PROBLEM DESCRIPTION
Copy out every line in the items below that contains the string "goat". Case counts, so match only that exact capitalization.

++++++++++++++++++++

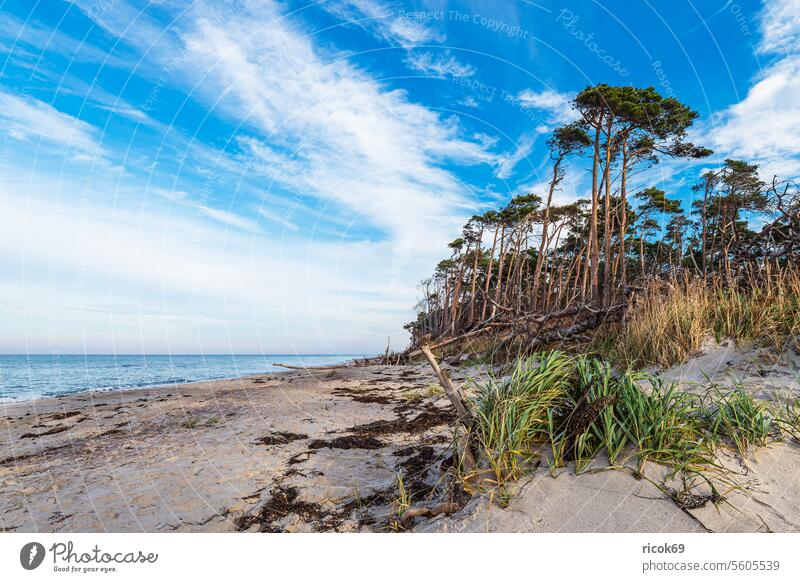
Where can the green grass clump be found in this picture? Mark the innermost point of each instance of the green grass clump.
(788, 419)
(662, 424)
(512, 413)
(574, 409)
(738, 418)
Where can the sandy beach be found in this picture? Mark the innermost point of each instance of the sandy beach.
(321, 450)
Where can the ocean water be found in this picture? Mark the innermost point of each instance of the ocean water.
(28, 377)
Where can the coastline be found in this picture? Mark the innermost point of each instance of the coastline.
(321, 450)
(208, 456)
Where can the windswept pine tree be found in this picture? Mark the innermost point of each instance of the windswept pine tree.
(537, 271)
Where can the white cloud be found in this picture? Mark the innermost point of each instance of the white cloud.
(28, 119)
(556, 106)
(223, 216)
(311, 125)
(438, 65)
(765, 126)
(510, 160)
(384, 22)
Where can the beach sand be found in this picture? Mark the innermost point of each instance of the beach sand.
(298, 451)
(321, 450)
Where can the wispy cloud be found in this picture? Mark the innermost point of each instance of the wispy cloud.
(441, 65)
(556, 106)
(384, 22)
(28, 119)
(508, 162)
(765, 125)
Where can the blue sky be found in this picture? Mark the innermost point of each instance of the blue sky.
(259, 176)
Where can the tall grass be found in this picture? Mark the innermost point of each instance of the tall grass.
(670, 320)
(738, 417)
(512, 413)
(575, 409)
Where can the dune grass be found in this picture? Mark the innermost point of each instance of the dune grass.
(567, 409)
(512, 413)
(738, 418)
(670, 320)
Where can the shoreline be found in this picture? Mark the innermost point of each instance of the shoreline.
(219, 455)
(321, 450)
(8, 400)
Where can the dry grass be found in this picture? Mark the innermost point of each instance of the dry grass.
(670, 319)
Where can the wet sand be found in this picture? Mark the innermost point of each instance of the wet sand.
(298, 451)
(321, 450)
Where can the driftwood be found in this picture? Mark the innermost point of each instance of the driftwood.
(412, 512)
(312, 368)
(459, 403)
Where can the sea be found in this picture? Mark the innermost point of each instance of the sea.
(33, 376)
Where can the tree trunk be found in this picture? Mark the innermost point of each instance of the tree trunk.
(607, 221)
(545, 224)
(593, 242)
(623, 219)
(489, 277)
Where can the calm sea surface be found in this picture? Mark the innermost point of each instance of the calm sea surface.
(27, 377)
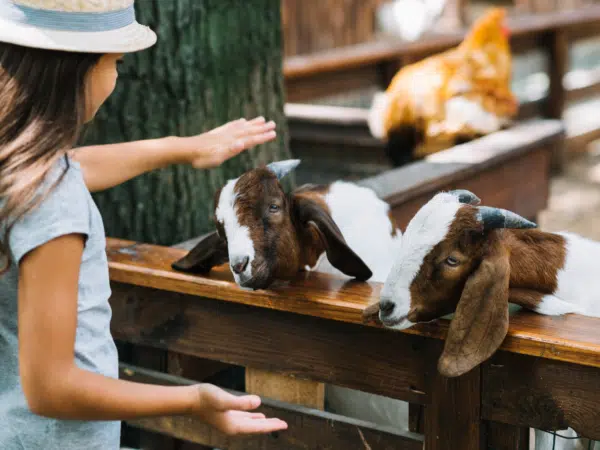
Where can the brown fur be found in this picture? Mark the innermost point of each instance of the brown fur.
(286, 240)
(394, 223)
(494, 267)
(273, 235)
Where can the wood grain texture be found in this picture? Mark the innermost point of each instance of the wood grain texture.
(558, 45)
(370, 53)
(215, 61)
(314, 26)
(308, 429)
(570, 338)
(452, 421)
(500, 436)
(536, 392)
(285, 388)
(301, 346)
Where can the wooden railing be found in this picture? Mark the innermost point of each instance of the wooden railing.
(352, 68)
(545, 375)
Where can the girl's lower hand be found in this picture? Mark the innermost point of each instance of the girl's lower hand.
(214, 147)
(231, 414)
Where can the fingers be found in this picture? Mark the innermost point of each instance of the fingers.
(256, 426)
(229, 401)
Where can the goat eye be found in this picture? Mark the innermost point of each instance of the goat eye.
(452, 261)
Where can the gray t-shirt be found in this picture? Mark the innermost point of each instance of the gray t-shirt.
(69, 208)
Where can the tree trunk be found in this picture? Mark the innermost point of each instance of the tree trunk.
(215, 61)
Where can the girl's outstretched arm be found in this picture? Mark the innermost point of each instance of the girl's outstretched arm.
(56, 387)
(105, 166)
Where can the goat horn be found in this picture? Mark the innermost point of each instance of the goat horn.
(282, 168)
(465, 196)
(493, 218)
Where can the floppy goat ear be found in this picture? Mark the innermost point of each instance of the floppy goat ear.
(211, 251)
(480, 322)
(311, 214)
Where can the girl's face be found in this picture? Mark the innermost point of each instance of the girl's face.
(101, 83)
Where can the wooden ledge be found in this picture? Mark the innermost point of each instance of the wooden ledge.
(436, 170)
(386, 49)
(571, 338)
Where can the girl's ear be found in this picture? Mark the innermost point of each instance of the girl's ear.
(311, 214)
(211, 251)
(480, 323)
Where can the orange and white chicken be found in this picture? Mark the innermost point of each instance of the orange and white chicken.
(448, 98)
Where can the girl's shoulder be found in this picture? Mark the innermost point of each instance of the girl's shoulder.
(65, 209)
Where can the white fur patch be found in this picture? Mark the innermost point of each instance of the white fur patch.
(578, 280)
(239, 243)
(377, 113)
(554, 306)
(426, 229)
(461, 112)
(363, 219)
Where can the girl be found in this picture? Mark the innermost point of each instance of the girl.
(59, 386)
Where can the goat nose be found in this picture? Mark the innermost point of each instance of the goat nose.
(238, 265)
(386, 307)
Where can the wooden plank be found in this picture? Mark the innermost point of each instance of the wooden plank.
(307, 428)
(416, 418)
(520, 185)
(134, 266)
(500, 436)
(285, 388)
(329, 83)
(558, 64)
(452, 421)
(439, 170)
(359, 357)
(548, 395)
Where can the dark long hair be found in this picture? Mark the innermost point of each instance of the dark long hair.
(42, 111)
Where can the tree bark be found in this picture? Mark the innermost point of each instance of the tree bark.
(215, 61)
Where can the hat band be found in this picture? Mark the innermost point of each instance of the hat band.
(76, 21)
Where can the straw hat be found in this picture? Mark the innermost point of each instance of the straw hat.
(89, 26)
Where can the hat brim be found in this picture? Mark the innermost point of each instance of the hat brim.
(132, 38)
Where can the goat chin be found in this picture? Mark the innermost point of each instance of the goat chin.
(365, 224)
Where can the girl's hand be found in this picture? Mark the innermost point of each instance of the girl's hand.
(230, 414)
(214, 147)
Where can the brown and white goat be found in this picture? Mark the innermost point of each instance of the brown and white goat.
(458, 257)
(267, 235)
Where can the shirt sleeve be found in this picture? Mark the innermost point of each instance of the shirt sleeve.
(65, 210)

++++++++++++++++++++

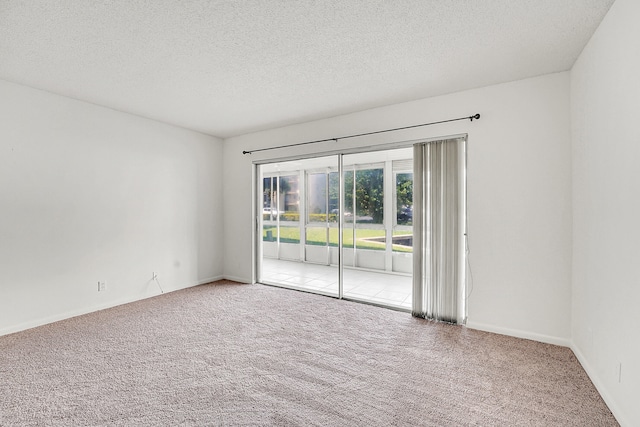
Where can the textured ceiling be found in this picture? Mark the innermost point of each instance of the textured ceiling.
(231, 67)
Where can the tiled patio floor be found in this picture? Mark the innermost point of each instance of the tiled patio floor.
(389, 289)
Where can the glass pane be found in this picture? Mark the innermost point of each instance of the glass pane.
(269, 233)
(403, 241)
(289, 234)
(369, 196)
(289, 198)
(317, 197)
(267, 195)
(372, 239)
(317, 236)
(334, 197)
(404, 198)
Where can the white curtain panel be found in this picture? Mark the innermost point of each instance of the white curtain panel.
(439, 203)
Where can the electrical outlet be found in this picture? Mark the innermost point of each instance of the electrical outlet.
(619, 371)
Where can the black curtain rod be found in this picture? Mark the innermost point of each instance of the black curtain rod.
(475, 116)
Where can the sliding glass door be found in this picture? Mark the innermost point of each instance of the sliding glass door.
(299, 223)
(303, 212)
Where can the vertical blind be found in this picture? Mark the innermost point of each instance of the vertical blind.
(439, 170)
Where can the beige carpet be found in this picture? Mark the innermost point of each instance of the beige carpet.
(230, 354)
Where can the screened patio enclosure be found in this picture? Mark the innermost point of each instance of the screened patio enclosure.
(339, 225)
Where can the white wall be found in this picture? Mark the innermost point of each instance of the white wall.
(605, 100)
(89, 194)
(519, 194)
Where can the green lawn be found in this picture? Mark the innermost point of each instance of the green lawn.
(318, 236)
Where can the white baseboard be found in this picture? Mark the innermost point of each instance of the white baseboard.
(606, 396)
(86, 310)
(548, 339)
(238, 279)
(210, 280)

++++++++++++++++++++

FINISHED TASK
Where can the goat eye be found in this picture? Mark the innermost point of each instance of the goat eye.
Where can the goat horn be found in this picture? Mark the innermost point of each instance of the goat horn.
Where can the floppy goat ear be found in this picture? Mark the innermost point of each instance of the floppy goat ear.
Where can the goat nose be found in this picture? Mark the innermost point of each instance of the goat nose.
Where can the goat chin be found in this picture? Mark the innermost point of each instance of the goat chin.
Where can the brown and white goat be found in this picture? Mark the innermost point of each instance of the brown and white goat.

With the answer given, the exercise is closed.